Work instructions: In the text about Brná below, copy out the passage word for word, starting at "In the north" and ending at "species of plants.".

Text:
◇ ◇ ◇ ◇ ◇ ◇ ◇

Village and part of Ústí nad Labem in the Czech Republic

Brná (Birnai) is a village and municipal part of Ústí nad Labem in Ústí nad Labem District in the Ústí nad Labem Region of the Czech Republic. It is located on the right bank of the Elbe River. Until 1980, it was a separate municipality.

==Etymology==
The name is derived from the old Czech adjective brenná, meaning 'muddy (water)'.

==Geography==
Brná is located in the southern part of the territory of Ústí nad Labem. It lies in the Central Bohemian Uplands and within the České středohoří Protected Landscape Area. The highest point is the hill Modřín at 630 m above sea level. The municipal part is situated on the right bank of the Elbe River.

In the north of the territory of Brná is the nature reserve called Sluneční stráň. It has an area of 9.9 ha. The area is valued for its geological and geomorphological phenomena exposed by the erosion activity of the Elbe River, with ecosystems of low xerophilic shrubs, dry grasslands, and vegetation of rocks, including many rare species of plants.

◇ ◇ ◇ ◇ ◇ ◇ ◇

Available data:
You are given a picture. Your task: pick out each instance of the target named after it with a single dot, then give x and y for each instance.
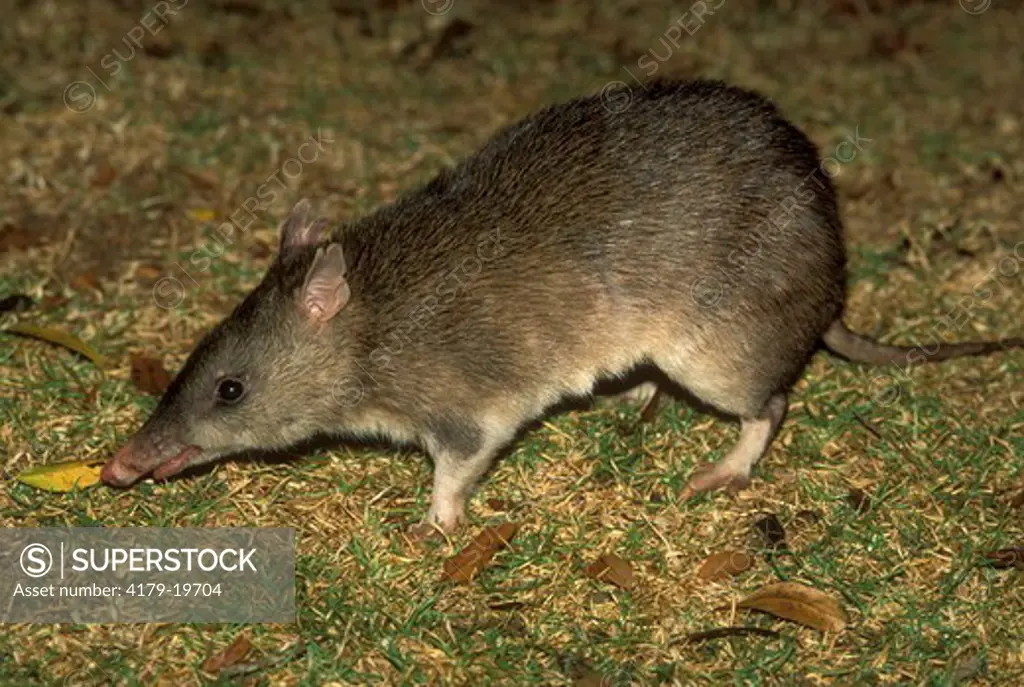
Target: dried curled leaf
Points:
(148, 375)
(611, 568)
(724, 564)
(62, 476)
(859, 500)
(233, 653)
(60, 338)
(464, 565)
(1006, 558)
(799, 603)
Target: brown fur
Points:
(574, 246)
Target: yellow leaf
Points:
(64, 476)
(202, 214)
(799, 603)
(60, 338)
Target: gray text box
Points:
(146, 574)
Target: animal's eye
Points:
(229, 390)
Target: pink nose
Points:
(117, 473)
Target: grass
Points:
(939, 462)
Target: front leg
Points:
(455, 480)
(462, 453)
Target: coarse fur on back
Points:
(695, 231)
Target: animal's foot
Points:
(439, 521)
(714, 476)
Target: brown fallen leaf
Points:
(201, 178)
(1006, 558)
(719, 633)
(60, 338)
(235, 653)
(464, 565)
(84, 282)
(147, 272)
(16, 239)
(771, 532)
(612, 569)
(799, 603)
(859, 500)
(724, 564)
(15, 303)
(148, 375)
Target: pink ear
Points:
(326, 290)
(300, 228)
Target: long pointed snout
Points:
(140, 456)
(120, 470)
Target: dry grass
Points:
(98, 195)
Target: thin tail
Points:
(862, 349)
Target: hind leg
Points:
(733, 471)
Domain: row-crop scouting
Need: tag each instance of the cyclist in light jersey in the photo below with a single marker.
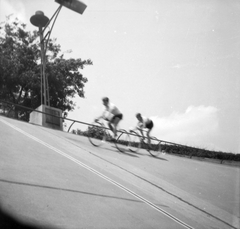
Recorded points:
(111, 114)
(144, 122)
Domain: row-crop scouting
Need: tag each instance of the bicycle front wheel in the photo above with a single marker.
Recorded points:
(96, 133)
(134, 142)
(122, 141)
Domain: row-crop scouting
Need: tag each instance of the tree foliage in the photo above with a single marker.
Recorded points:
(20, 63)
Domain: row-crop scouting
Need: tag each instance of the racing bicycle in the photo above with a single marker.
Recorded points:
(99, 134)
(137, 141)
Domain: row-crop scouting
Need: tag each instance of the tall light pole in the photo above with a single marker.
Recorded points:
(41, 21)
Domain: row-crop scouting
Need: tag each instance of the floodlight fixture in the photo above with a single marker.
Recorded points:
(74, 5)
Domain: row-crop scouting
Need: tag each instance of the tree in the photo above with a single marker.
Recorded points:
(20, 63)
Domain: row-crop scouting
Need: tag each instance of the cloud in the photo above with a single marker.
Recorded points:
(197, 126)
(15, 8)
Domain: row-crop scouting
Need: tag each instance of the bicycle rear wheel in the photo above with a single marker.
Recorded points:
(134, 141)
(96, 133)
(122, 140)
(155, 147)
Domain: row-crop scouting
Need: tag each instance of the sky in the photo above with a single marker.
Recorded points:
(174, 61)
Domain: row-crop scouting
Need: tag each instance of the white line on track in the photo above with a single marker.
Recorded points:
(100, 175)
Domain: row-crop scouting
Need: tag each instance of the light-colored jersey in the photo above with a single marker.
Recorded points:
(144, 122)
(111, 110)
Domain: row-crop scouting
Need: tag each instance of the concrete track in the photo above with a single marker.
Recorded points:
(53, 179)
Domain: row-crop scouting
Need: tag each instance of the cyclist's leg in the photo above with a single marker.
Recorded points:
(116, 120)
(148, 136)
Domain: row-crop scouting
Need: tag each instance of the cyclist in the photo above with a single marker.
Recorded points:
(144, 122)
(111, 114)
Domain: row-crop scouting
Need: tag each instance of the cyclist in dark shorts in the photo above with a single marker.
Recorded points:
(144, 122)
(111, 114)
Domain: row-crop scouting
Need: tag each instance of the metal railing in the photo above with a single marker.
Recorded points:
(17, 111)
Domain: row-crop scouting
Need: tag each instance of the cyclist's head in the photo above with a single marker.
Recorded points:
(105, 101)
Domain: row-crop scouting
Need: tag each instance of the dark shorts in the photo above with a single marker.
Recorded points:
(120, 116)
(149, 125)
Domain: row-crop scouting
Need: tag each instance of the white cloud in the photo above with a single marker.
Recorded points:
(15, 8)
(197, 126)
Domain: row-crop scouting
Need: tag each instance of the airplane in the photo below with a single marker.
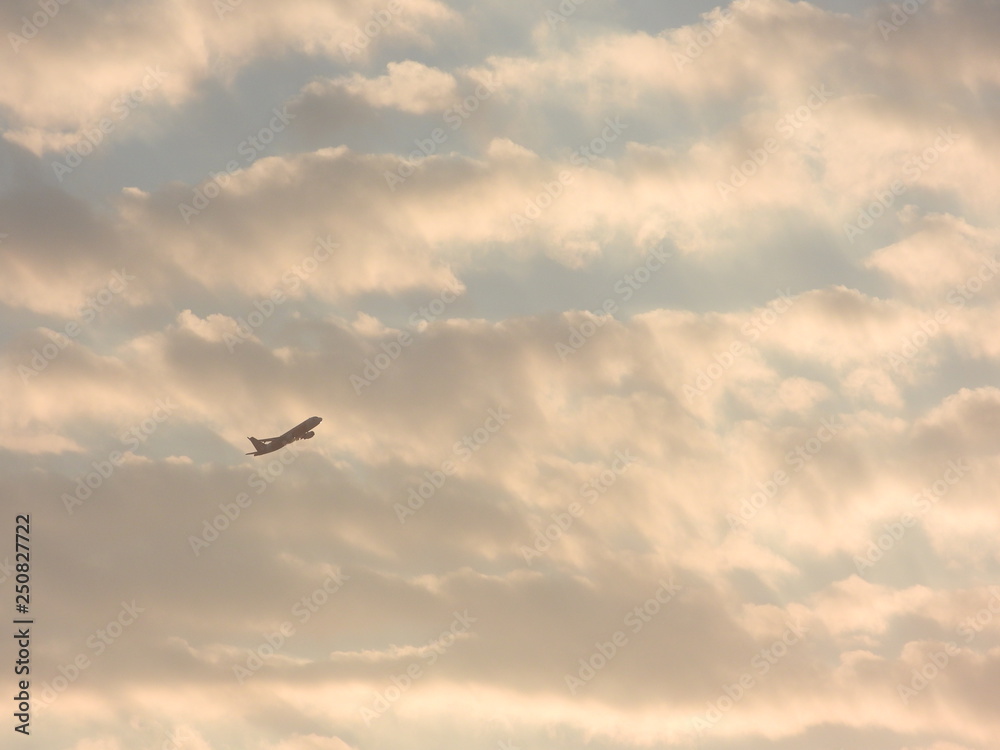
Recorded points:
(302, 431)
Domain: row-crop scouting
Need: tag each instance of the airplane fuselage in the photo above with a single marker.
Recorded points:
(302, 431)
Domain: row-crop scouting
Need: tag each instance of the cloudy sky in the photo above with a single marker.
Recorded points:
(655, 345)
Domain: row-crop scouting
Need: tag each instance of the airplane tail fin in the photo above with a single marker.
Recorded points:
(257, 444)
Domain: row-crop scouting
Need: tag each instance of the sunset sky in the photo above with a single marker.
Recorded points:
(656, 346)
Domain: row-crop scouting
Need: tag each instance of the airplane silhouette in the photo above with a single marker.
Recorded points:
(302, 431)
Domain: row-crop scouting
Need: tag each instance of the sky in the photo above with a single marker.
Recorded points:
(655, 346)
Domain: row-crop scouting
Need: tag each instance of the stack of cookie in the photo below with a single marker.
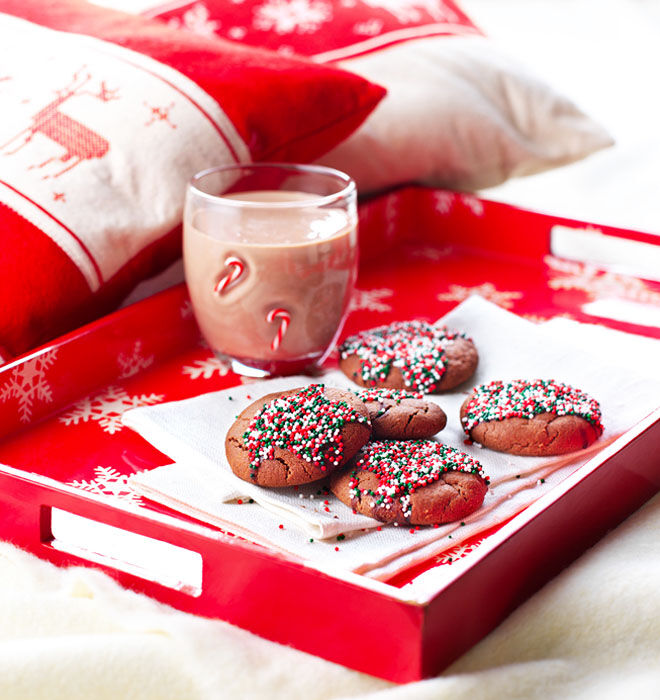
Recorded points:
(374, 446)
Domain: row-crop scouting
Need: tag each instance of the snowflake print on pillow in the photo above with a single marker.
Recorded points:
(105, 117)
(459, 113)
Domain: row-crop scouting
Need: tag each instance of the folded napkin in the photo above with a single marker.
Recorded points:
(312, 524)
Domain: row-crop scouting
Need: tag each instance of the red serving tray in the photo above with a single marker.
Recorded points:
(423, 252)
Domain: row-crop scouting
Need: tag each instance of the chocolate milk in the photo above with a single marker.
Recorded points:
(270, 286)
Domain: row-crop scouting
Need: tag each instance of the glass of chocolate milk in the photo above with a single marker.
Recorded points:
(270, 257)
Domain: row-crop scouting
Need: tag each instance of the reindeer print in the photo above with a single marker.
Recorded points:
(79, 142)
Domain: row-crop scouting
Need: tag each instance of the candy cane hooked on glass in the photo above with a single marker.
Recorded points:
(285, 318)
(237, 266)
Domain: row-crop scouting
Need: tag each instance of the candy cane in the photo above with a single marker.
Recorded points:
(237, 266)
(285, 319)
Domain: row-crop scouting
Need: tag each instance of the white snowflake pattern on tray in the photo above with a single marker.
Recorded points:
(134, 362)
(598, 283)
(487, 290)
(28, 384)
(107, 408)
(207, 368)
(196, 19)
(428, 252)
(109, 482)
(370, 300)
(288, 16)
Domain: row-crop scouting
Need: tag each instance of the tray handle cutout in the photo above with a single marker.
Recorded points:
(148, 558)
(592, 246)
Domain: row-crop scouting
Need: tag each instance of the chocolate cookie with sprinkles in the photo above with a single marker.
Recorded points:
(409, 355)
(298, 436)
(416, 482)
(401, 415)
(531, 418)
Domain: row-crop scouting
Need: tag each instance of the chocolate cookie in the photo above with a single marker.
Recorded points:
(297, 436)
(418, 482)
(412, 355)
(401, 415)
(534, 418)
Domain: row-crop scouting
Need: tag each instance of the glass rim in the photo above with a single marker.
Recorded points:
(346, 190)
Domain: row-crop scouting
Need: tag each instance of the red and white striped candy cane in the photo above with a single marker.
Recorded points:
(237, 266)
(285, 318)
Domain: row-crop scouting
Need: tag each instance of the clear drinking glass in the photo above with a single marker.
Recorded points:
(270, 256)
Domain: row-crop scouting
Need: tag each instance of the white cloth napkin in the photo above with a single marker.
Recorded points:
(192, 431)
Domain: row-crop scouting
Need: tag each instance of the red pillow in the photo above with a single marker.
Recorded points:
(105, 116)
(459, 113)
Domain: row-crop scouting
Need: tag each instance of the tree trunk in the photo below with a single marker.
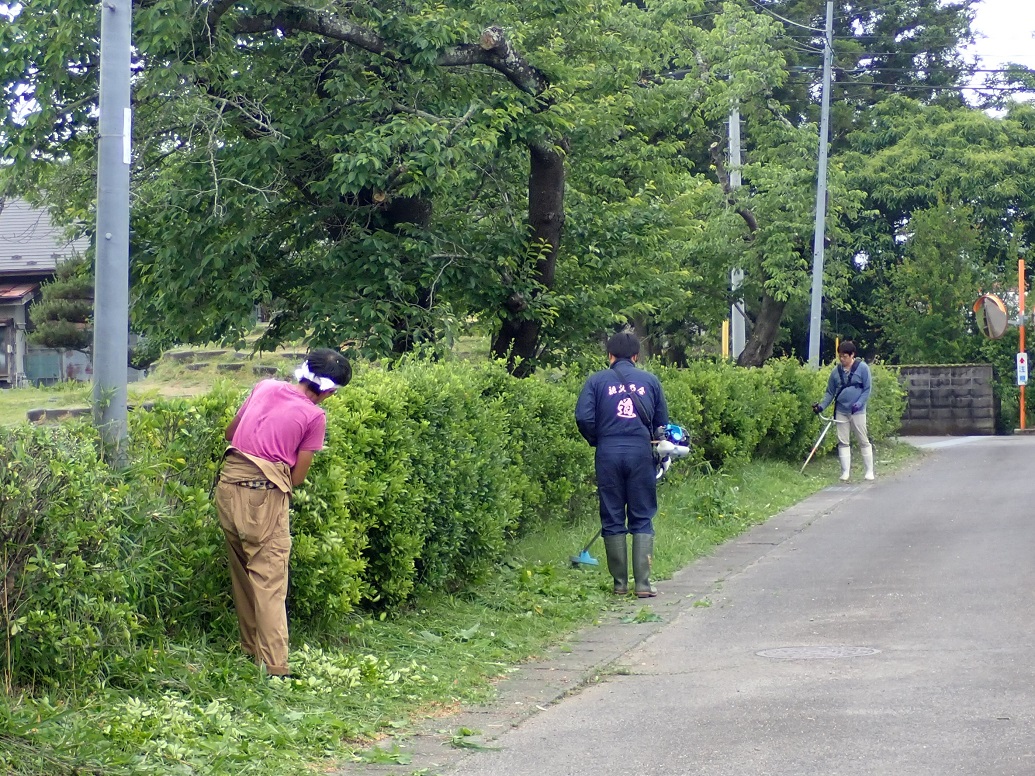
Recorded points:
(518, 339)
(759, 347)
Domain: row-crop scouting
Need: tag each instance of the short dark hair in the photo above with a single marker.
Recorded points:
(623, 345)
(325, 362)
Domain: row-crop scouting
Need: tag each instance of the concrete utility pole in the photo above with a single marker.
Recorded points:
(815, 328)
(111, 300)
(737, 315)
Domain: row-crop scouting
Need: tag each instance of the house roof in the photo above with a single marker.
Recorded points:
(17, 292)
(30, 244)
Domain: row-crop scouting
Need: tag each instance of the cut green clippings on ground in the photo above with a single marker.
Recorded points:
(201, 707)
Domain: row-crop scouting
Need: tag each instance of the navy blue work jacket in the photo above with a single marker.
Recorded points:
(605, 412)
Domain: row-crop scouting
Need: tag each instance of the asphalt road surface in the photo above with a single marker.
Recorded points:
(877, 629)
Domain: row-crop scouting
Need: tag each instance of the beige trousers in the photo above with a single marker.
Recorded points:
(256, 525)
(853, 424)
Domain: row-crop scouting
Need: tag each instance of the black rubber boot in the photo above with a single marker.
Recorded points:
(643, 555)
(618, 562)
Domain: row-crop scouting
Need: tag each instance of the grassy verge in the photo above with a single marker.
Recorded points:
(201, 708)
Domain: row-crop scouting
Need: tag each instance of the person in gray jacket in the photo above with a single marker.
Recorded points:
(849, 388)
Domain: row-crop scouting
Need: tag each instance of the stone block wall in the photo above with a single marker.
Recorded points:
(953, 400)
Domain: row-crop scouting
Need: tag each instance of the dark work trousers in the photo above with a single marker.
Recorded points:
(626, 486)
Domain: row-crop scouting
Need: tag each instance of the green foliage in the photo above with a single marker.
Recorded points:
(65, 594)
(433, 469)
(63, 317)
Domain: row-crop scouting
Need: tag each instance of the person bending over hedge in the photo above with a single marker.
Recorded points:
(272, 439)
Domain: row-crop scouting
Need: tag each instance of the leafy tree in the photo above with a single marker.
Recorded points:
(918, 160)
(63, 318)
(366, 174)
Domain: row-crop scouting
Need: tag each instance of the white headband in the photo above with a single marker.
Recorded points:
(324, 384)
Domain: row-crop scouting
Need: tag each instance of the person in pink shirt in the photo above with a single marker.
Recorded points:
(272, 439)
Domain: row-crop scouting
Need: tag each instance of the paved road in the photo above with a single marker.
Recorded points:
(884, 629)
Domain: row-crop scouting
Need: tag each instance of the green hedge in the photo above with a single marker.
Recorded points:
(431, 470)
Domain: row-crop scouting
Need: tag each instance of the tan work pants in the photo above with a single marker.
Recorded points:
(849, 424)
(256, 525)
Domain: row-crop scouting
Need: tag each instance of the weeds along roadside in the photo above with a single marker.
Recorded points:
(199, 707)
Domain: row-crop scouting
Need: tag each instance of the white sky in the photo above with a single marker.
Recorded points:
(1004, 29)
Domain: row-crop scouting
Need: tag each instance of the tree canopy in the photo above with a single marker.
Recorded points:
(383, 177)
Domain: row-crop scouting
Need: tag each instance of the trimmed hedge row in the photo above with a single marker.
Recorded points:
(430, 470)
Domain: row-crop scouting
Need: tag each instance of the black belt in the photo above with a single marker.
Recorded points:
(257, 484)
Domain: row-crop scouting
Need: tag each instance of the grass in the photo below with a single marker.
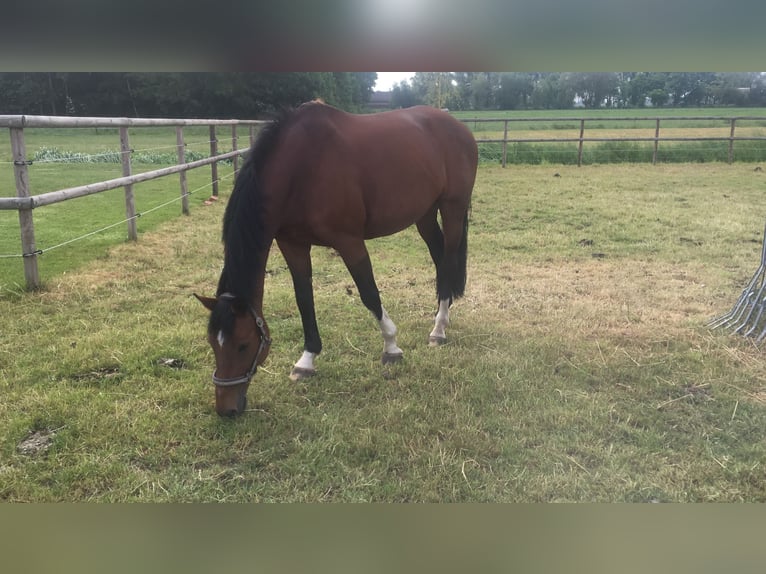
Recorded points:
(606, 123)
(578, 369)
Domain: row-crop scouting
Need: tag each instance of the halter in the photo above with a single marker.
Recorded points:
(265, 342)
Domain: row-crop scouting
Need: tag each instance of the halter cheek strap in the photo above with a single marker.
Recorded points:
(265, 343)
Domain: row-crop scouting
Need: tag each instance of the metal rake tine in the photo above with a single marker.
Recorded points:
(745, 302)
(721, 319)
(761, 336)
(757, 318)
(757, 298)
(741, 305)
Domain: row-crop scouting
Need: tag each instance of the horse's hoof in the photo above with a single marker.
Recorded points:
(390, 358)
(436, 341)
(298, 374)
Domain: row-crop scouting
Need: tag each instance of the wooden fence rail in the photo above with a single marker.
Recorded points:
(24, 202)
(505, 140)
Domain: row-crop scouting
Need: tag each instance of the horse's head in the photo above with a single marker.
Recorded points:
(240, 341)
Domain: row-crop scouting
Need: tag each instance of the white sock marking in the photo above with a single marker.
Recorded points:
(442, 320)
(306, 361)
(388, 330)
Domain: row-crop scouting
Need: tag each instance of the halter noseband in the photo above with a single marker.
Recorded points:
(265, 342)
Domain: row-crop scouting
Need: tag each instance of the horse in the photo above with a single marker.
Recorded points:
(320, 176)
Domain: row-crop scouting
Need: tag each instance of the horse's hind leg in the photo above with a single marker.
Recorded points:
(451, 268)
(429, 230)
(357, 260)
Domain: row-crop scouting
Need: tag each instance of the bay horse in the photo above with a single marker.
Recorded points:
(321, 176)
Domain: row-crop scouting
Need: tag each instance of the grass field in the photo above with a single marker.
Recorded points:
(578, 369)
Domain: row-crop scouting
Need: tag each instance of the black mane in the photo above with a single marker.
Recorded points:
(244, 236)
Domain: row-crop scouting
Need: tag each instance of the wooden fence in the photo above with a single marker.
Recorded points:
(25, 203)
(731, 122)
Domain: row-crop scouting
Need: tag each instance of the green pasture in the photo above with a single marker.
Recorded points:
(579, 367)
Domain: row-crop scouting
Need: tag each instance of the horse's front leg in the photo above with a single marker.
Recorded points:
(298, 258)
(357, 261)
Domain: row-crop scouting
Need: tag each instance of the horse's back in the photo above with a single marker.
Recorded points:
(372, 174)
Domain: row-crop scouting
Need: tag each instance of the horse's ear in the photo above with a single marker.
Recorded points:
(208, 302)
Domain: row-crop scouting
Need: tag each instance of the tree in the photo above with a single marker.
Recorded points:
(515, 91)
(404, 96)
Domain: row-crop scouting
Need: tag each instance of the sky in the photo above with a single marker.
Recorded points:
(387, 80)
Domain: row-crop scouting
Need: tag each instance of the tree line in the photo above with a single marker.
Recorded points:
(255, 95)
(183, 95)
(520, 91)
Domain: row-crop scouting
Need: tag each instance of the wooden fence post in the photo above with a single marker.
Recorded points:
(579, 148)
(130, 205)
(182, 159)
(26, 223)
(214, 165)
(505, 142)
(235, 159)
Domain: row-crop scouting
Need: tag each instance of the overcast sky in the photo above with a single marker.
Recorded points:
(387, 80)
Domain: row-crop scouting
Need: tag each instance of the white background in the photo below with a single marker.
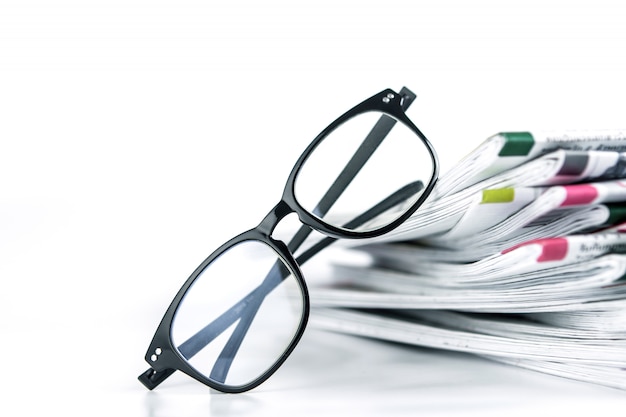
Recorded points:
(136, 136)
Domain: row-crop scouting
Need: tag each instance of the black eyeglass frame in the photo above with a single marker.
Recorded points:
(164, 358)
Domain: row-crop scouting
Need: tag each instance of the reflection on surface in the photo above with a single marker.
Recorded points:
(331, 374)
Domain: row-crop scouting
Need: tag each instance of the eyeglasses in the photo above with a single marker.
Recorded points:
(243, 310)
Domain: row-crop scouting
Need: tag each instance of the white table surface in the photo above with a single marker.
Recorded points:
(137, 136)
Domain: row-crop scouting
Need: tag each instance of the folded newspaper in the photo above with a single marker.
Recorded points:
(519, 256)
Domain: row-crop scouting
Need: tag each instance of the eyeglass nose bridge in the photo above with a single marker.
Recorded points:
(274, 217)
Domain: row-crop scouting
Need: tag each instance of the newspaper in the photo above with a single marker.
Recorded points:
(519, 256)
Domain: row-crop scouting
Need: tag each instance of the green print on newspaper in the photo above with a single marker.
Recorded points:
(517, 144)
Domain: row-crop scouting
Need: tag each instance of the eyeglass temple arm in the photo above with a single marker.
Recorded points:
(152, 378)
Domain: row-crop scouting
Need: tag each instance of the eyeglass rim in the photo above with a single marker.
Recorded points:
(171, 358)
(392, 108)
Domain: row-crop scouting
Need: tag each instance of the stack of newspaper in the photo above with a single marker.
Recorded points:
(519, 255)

◇ ◇ ◇ ◇ ◇ ◇ ◇

Output below:
In the north of the territory of Brná is the nature reserve called Sluneční stráň. It has an area of 9.9 ha. The area is valued for its geological and geomorphological phenomena exposed by the erosion activity of the Elbe River, with ecosystems of low xerophilic shrubs, dry grasslands, and vegetation of rocks, including many rare species of plants.